» Uso delle informazioni
(1) Elenca tutte le persone indicate per nome nel brano su Haji Bakr, ciascuna una sola volta.
(2) Riporta il tratto del brano su Haji Bakr da "Dalla sua aveva" fino a "in funzione anti-Zawahiri.", rinominando "Daesh" in "Stato Islamico".
(3) Prosegui il brano su Haji Bakr e le origini di Daesh oltre la sua ultima frase.

» Brano estratto
____________________

Poi magari si affidano anche ad internet ma visti i risultati evidentemente peccano in fase di valutazione.
Haji Bakr era uno che di suo non poteva offrire molto ad Abu Bakr al Baghdadi perché al contrario di gente del calibro di Omar al Shishani gli mancava l'esperienza di combattimento su campi caldi.
Dalla sua aveva legami e collegamenti tali da consentirgli una scalata veloce all’interno del consiglio di Daesh e soprattutto da farlo diventare l’uomo di fiducia di al Baghdadi.
Haji Bakr ha messo a disposizione l'esperienza politica e militare e le sue conoscenze che arrivavano fino al controspionaggio di Bashar al Assad tanto è vero che a periodi e a seconda delle esigenze Daesh diventa spesso il braccio armato del presidente siriano contro le milizie locali e gli eserciti occidentali.
L’ex baathista avrebbe anche creato al Nusra in funzione anti-Zawahiri.
Esperimento finito male quando al Julani ha deciso di optare per il distacco definitivo da al Baghdadi.
Haji Bakr avrebbe coordinato i gruppi di combattenti stranieri usando mezzi di convincimento più o meno ortodossi.
Quelli tendenzialmente più fedeli al califfo vengono destinati a combattere accanto a lui.
Quelli poco affidabili invece sono utilizzati per operazioni suicide.
Il generale iracheno si è inoltre occupato di reclutare leader spirituali dell’area del golfo e in particolare i sauditi, per favorire l’adesione dei combattenti più vicini ad al qaeda.
E ha organizzato campagne mediatiche ad uso interno e per il pubblico internazionale.
Per farla breve lo Spiegel non ha fatto altro che darci conferma di tutto questo scenario messo assieme pazientemente nel tempo cercando di eliminare le false informazioni di cui spesso la rete si fa veicolo insidioso.
Il punto da considerare non è tanto il fatto che Haji Bakr sia il fondatore vero di Daesh ma che siamo evidentemente di fronte ad una organizzazione politico militare che affonda le proprie radici in quel partito baathista di ispirazione cristiana prima e tradizionalista poi (naqshbandi) che poco ha a che vedere con dei fanatici religiosi come siamo portati a credere.
Questo cambia completamente le carte in tavola cioè deve obbligarci a mutare le strategie messe in atto finora per contrastare al Baghdadi e i suoi adepti non solo a livello di propaganda ma soprattutto sul campo.

____________________

» Dati dell'esercizio
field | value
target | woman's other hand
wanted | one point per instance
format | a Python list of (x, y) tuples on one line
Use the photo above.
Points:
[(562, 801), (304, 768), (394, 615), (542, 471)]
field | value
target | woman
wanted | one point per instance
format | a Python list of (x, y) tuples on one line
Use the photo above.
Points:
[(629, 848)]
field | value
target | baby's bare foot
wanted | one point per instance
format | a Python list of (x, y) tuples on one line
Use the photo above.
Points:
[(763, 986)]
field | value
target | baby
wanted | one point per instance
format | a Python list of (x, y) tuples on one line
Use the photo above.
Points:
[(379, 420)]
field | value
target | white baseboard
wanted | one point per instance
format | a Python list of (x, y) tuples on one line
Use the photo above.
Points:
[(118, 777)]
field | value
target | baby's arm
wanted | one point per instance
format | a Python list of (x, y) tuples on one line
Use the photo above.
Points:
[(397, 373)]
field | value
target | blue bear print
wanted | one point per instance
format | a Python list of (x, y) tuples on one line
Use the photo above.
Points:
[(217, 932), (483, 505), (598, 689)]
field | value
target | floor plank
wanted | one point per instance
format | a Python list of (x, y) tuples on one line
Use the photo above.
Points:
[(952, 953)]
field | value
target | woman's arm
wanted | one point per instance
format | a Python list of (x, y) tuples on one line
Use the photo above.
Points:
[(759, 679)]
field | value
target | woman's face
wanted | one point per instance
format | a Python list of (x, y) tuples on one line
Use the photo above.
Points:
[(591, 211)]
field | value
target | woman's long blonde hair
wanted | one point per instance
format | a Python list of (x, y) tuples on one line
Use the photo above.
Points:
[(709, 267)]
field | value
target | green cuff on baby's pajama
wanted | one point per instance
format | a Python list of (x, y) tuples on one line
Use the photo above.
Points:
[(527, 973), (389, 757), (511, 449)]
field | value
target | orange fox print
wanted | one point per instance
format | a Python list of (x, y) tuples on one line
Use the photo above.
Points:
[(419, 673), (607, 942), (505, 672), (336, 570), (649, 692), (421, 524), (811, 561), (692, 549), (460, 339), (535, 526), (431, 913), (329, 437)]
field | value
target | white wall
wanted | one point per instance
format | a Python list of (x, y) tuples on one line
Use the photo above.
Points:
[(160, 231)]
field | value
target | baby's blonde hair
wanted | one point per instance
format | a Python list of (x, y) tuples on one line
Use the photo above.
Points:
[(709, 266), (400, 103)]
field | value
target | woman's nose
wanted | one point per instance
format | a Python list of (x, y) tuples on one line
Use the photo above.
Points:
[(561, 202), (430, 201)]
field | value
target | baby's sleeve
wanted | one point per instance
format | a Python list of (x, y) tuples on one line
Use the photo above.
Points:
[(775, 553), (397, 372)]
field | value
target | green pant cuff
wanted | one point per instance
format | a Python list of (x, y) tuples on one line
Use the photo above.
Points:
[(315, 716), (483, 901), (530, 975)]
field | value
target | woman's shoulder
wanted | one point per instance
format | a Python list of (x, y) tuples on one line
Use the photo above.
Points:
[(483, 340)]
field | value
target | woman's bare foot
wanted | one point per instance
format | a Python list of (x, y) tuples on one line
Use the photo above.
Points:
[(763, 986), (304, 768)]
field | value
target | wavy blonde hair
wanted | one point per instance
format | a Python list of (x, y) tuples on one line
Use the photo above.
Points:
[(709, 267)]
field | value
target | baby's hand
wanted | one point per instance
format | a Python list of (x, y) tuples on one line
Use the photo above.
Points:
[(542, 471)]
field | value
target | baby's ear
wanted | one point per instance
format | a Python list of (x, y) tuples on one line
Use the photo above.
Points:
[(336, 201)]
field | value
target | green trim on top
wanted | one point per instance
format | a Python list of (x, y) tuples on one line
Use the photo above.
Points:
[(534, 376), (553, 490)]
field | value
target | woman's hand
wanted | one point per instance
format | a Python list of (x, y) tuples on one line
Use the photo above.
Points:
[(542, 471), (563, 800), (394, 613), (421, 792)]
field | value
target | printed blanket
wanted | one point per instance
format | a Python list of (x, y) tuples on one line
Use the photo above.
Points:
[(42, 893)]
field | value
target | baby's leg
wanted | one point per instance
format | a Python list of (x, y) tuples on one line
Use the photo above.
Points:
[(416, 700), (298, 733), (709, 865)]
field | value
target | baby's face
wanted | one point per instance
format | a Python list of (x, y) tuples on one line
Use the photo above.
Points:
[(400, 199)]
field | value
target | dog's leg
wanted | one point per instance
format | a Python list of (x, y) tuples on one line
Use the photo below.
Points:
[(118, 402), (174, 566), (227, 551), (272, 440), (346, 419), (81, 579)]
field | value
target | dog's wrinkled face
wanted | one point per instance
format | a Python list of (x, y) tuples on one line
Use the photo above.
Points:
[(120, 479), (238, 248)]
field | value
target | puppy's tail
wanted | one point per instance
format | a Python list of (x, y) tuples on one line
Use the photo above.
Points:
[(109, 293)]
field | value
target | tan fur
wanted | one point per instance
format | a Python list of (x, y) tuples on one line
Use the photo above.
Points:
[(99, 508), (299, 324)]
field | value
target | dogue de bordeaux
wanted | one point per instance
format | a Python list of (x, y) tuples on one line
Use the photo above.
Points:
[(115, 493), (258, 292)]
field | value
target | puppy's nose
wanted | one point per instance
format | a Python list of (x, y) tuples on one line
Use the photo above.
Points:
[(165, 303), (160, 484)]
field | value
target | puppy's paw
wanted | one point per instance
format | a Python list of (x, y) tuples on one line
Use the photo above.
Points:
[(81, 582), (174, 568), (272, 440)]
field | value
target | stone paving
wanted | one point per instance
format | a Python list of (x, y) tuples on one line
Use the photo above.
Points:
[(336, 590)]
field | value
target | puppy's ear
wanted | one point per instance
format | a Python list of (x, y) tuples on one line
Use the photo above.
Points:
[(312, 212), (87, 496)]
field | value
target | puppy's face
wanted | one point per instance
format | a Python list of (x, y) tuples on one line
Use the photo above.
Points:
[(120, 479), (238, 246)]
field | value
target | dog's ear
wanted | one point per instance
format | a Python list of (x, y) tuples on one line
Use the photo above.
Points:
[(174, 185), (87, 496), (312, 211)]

____________________

» Risposte alle attività
(1) Haji Bakr, Abu Bakr al Baghdadi, Omar al Shishani, Bashar al Assad, Zawahiri, al Julani

(2)
Dalla sua aveva legami e collegamenti tali da consentirgli una scalata veloce all’interno del consiglio di Stato Islamico e soprattutto da farlo diventare l’uomo di fiducia di al Baghdadi.
Haji Bakr ha messo a disposizione l'esperienza politica e militare e le sue conoscenze che arrivavano fino al controspionaggio di Bashar al Assad tanto è vero che a periodi e a seconda delle esigenze Stato Islamico diventa spesso il braccio armato del presidente siriano contro le milizie locali e gli eserciti occidentali.
L’ex baathista avrebbe anche creato al Nusra in funzione anti-Zawahiri.

(3)
Una cosa è combattere contro gente motivata da interpretazioni religiose particolari.
Altro è sapere di trovarsi di fronte ad un esercito nazi-fascista le cui componenti sono di provenienza varia. Una composizione così atipica che si è cristallizzata nel tempo apre anche le porte all’infiltrazione da parte dell’intelligence.
Se la religione non è il collante che tiene assieme gli uomini di Daesh e i baathisti hanno avuto gioco relativamente facile nell'amalgamarsi dominandola addirittura, allora conviene infiltrarla in maniera mirata piuttosto che spendere fior di quattrini per garantirsi i servigi di mercenari e doppiogiochisti.
Il che ci porta ad un’ultima considerazione.
Lo scoop dello Spiegel è stato reso noto negli stessi giorni in cui sarebbe rimasto ucciso un altro ex baathista di peso e cioè quell'Izzat al Douri anch'egli punta di diamante della squadra di Saddam Hussein.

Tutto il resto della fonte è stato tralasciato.